**Task details:** Reproduce, word for word, the portion of the S3 sync modes thread starting with "Hi all, I’m a little confused on how the S3 source..." and going on through "files pile up.".

Hi all, I’m a little confused on how the S3 source...
# ask-community-for-troubleshooting
m
Hi all, I’m a little confused on how the S3 source works under different sync modes. I have a connection set to “Full Refresh | Overwrite” that runs every hour and matches files .csv files in a certain bucket. It seems to load data from those CSV files regardless of whether or not they’ve been updated--it says it’s emitted 139K records every time. The files CAN and SHOULD be overwritten when the data needs to change. I’d like for the data in my target to be overwritten every time the file is overwritten. How can I do this? If I switch to “Incremental | Deduped” it’s also going to read all the file contents. I’m worried that this process won’t scale as the files pile up.
s
Hey, yes for this use case an incremental sync would be appropriate 🙂 We do our best to keep things performant, if there are any issues in the future then please report it to our Github repo and we will address the concerns. There is also some info on performance considerations in this doc.

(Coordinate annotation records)

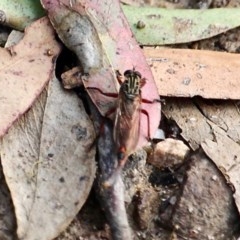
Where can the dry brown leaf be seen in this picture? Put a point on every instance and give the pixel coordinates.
(188, 73)
(205, 209)
(24, 71)
(218, 143)
(225, 153)
(49, 164)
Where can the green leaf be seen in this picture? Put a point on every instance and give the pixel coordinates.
(171, 26)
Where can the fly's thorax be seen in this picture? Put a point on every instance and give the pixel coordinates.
(132, 84)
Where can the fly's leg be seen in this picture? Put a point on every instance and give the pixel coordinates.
(114, 95)
(147, 115)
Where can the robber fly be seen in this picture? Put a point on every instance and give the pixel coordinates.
(128, 113)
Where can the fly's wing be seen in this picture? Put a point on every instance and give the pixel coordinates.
(127, 123)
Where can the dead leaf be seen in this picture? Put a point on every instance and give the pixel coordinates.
(199, 129)
(187, 116)
(49, 164)
(188, 73)
(25, 70)
(102, 28)
(225, 153)
(198, 213)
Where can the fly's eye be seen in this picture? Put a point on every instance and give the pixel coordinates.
(138, 74)
(128, 72)
(120, 155)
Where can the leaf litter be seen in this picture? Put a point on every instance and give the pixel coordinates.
(47, 159)
(196, 146)
(25, 70)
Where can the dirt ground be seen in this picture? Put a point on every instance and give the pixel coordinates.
(185, 195)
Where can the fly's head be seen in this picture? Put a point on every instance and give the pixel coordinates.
(131, 83)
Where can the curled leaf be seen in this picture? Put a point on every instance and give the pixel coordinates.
(24, 71)
(49, 164)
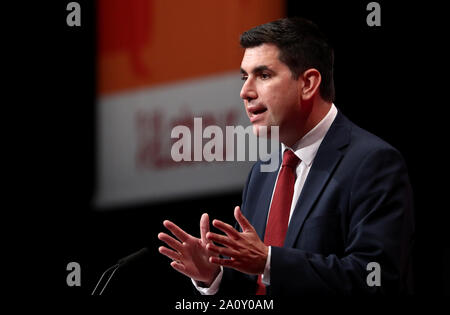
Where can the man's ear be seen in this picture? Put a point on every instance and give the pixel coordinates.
(311, 82)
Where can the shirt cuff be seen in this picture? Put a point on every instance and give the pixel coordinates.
(265, 279)
(214, 286)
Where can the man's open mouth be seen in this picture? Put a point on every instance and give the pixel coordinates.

**Full response:**
Hi all, I’m a little confused on how the S3 source...
# ask-community-for-troubleshooting
m
Hi all, I’m a little confused on how the S3 source works under different sync modes. I have a connection set to “Full Refresh | Overwrite” that runs every hour and matches files .csv files in a certain bucket. It seems to load data from those CSV files regardless of whether or not they’ve been updated--it says it’s emitted 139K records every time. The files CAN and SHOULD be overwritten when the data needs to change. I’d like for the data in my target to be overwritten every time the file is overwritten. How can I do this? If I switch to “Incremental | Deduped” it’s also going to read all the file contents. I’m worried that this process won’t scale as the files pile up.